[Data pulled from a collection]
####

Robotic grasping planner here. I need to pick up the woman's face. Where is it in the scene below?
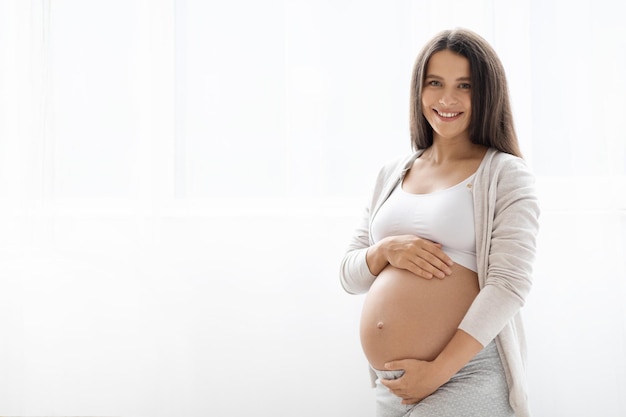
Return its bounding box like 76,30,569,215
422,50,472,140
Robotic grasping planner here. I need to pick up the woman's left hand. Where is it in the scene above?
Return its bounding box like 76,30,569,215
380,359,446,404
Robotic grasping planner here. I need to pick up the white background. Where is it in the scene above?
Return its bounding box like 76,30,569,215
0,0,626,417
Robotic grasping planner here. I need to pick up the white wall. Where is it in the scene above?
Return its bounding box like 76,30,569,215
0,0,626,417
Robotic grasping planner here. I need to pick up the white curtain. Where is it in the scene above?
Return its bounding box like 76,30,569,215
0,0,626,417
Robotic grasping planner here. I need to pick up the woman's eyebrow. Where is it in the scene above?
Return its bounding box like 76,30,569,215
424,74,472,81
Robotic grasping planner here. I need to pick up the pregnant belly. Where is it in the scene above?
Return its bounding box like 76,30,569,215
360,264,478,369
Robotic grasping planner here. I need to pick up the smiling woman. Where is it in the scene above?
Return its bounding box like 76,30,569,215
341,29,539,417
0,0,626,417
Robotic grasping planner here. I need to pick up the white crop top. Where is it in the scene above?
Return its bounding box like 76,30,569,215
371,175,477,272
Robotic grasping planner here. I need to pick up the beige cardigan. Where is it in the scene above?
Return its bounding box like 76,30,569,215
340,148,539,417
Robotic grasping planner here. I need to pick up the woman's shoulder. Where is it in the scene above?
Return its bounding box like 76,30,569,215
485,148,529,171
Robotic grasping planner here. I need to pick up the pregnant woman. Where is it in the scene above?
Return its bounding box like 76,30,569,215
340,29,539,417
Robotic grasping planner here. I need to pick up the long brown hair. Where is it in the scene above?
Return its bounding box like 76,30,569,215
410,29,522,157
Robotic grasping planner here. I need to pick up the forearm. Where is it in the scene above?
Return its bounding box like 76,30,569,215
365,239,389,275
433,329,483,381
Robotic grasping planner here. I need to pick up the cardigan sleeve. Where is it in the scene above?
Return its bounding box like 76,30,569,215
459,156,539,346
339,154,410,294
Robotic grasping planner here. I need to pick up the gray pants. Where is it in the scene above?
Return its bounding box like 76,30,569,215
374,342,514,417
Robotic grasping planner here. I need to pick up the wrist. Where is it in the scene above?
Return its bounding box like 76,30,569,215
365,239,389,275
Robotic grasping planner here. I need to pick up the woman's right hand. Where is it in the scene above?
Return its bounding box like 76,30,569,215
367,235,454,279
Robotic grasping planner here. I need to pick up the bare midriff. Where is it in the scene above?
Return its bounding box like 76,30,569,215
360,264,479,369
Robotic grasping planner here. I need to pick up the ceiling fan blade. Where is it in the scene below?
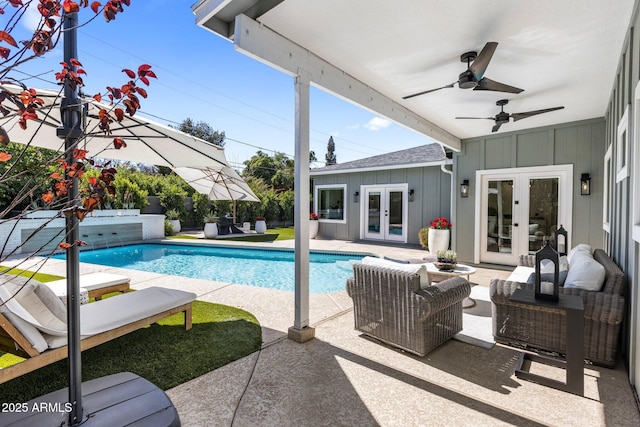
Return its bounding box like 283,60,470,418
456,117,496,120
469,42,498,80
511,107,564,122
402,81,458,99
473,77,524,93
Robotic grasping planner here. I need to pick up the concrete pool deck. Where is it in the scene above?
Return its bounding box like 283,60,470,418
3,239,640,426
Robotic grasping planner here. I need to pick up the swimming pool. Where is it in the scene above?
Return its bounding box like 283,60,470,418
54,244,365,293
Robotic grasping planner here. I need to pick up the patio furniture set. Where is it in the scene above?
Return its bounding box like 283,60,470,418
347,245,626,394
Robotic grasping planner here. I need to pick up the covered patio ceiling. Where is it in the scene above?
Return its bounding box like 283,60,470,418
193,0,634,150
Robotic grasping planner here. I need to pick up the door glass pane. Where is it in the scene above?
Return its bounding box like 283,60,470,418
486,179,513,253
388,191,403,236
529,178,564,253
367,191,380,233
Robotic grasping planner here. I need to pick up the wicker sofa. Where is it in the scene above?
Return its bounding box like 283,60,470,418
490,249,626,367
347,264,471,356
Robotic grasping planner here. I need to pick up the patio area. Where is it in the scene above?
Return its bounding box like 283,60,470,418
6,240,640,426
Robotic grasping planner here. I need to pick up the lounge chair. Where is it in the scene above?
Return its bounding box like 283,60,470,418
0,275,196,383
45,272,131,304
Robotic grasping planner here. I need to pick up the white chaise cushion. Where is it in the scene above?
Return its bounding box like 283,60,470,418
362,256,431,288
45,287,196,348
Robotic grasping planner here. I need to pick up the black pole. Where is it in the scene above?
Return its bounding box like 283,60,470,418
57,13,83,426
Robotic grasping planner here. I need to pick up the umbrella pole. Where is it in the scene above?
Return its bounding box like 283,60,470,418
57,13,83,426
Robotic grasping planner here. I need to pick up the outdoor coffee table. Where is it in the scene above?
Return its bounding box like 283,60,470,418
427,262,476,308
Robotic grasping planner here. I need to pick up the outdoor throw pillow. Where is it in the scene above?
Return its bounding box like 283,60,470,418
362,256,431,289
564,253,606,292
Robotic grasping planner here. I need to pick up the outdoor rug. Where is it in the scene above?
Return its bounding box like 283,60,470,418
453,285,495,348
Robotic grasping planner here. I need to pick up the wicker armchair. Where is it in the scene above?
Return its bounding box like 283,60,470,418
347,264,471,356
489,249,626,367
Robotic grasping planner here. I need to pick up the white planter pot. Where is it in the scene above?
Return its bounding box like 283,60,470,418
169,219,182,234
309,220,320,239
204,222,218,239
256,219,267,234
429,228,450,255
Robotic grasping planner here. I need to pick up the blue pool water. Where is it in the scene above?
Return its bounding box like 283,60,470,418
54,244,364,293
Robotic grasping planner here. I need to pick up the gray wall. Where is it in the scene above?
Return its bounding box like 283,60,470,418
311,166,451,244
454,119,606,262
604,1,640,382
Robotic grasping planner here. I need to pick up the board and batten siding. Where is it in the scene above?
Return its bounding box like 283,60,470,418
454,118,606,262
311,166,451,245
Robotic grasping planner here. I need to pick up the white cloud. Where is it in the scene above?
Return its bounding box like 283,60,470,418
364,117,391,132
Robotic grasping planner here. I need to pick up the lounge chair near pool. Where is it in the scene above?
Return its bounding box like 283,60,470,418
0,275,196,383
45,272,131,304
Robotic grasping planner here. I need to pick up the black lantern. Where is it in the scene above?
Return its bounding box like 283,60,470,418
580,173,591,196
460,179,469,198
553,224,567,256
535,241,560,301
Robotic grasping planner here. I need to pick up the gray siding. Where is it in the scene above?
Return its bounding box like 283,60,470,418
454,119,606,262
312,166,451,244
603,1,640,382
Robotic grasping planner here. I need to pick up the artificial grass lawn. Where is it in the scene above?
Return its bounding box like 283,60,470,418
0,296,262,402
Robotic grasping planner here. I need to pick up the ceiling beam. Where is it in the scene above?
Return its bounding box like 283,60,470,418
234,15,460,151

####

• [Your goal]: Copy out all of the records above word for word, without the pictures.

• [Answer in full]:
Robotic grasping planner here. I need to pick up the woman's face. Where is it in the scene below?
Return its bounding box like 76,30,569,215
422,50,472,140
Robotic grasping planner here. I need to pick up the woman's left hand. Where is it in the scene above?
Return its bounding box like 76,30,569,215
380,359,446,404
Robotic grasping planner here. I need to pick up the white background. Where is it in the scene above?
Return its bounding box like 76,30,569,215
0,0,626,417
Robotic grasping planner here. I need to pick up the white wall. Where is it in the scene above?
Return its bounding box like 76,30,569,215
0,0,626,417
Robotic grasping planner here. I need to pick up the white curtain. Where is it in the scene above?
Return its bounding box like 76,30,569,215
0,0,626,417
Robotic grasping planner here. I need to pick up the woman's eyebrow. Where is it in the scene above?
Return its bounding box like 76,30,569,215
424,74,472,81
Robotic grasping planner here. I need to pick up the pregnant belly. Where is it in the scene above?
Return its bounding box like 76,30,569,215
360,264,478,369
Robotic grasping planner here. I need to pick up the smiling woman. Where is it in the scene above?
Return its bounding box like 76,30,569,215
341,29,539,417
0,0,626,417
Robotic grasping planner here. I need to pick up the white crop top. Where is it in the scene above?
Return its bounding box like 76,30,569,215
371,175,477,272
Robotic grasping planner here. I need to pick up the beige cardigan. Where is it in the scene above?
Return its bounding box like 76,30,569,215
340,148,539,417
Robotic grasping planner here. I need to pick up the woman's shoulder. Where is it in the scene above?
Return its bounding box like 76,30,569,215
485,148,529,171
Robotic grasping planner here. I need to pick up the pregnant woman. Where is it in the scene above?
Return its bounding box like 76,30,569,215
340,29,539,417
Robotic grasping planner here. I need to pick up the long brown hair. Where is it in the scene above?
Return its bounding box like 76,30,569,215
410,29,522,157
Robotic grasping planner here. I need to pick up the forearm. Where is it in the scene above?
Return its bounding box like 76,30,569,215
365,239,389,275
433,329,483,381
Robotic grasping planner here. I need to pick up the cardigan sleeve. Where is it in the scene above?
Return its bounding box like 76,30,569,215
459,156,539,346
339,154,410,294
Robotic grasping planner here. I need to pick up the gray pants. Where is it in the scene above?
Return its bounding box like 76,30,569,215
374,342,514,417
Robotic grasping planner here. I need to pick up the wrist. Where is it in the scene above?
Return its bounding box like 76,30,569,215
365,239,389,275
Robotic grasping planner here. I need to pick up the woman's right hand. Where is it in the scene above?
Return its bounding box like 76,30,569,215
367,235,454,279
Robotic grasping planner here. I need to pick up the bare midriff. Where is it in the scene above?
Return its bounding box like 76,30,569,215
360,264,479,369
Robotic grasping planner here. I need to pick up the ceiling fan blade. Where is it in the scene below?
Return its bounding box like 283,60,470,418
456,117,496,120
469,42,498,80
511,107,564,122
402,81,458,99
473,77,524,93
Robotic grasping planner here. I need to pick up the concrete pool deck. Where is it in the scene above?
Return its bounding box like 283,60,470,418
3,239,640,426
Robotic grasping planner here. I need to pick up the swimming pool. Where is it in the scene above?
Return its bounding box like 283,60,470,418
54,244,365,293
Robotic grasping planner here. I need to pick up the patio furniture set. Where is it in the scene above?
Return its bounding box like 283,60,470,418
347,245,626,394
Robotic grasping planner here. I need to pick up the covered patio ceiling. Where is it in the scene above?
Return its bounding box like 283,60,470,418
193,0,634,150
Robotic grasping planner here. I need to pick up the door glass pane. Where is it in the scene above?
Return its bounding box like 283,60,470,418
486,179,513,253
388,191,403,236
529,178,564,253
367,191,380,233
Robotic grasping planner here. I need to pick up the wicker sofa. Where is it in the scene above?
Return its bounding box like 283,60,470,418
490,249,626,367
347,264,471,356
Robotic grasping planner here. I need to pick up the patio area. Where is it in the scene above?
Return its bounding box like 283,60,470,418
6,240,640,426
Robotic grasping planner here. I need to pick up the lounge chair. Where is it in the scene above?
Return its bounding box like 283,60,470,418
0,275,196,383
45,272,131,304
Robotic grasping planner here. I need to pick up the white chaise cushion. Where is it in the scene above?
Return its bounding box like 283,60,470,418
362,256,431,288
45,287,196,348
Robotic grasping planner here. I need to pick up the black pole. Where is it in the scene above?
Return its bounding box like 283,60,470,418
57,13,83,426
Robotic grasping planner here. I need to pick up the umbrella pole. Where is it in the scene above?
Return its bounding box like 283,60,470,418
57,13,83,426
Robotic grasping planner here. I need to pick up the outdoor coffee table. Where is it in the scene above?
Return its bounding box like 283,60,470,418
427,262,476,308
Robotic grasping planner here. I need to pick up the outdoor throw pillow. Where is it in the scene above?
Return its bounding box like 283,60,470,418
362,256,431,289
564,253,606,292
Robotic grasping planner here. I need to pick up the outdoor rug. Where is it in the scene above?
Return its bounding box like 283,60,470,418
453,285,495,348
Robotic grasping planner here. I need to pick up the wicker armchair. Where is it in the scene above?
Return its bounding box like 283,60,470,418
347,264,471,356
489,249,626,367
Robotic grasping planner here. I need to pick up the white planter pot. Where is it in the scene above?
Return its bounding box like 283,60,470,418
169,219,182,234
309,220,320,239
204,222,218,239
256,219,267,234
429,228,450,255
Robotic grasping planner here. I need to pick up the blue pool water. Where is it in the scene above?
Return its bounding box like 283,60,470,418
54,244,364,293
Robotic grasping planner here. I need to pick up the gray wall. Where is it in the scene above?
Return its bounding box like 283,60,470,418
311,166,451,244
454,119,606,262
604,1,640,382
Robotic grasping planner here. I need to pick up the board and batten siding. Where is it in the scene above?
Return its bounding box like 283,60,470,418
454,118,606,262
311,166,451,245
Robotic grasping planner here. I need to pick up the white cloud. Where is it in the scene above?
Return its bounding box like 283,60,470,418
364,117,391,132
Robotic grasping planner here. I need to pick up the lounge chair near pool. Where is it in the scene above?
Return its bounding box like 283,60,470,418
0,275,196,383
45,272,131,304
Robotic grasping planner here. I need to pick up the black lantern. Where is it in the scene above?
Return its bounding box like 283,60,470,418
580,173,591,196
460,179,469,198
553,224,567,256
535,241,560,301
Robotic grasping planner here. I need to pick up the gray siding. Where is it in the scene above?
Return its bounding box like 283,60,470,418
454,119,606,262
312,166,451,244
603,1,640,382
Robotic grasping planner here. I need to pick up the artificial grass lawn. Where is it in the scene above?
Return its bounding box like 283,60,470,418
0,296,262,402
Robotic grasping planner here. I need to pick up the ceiling beam. Where is it in the scene above?
Return its bounding box like 283,60,470,418
234,15,460,151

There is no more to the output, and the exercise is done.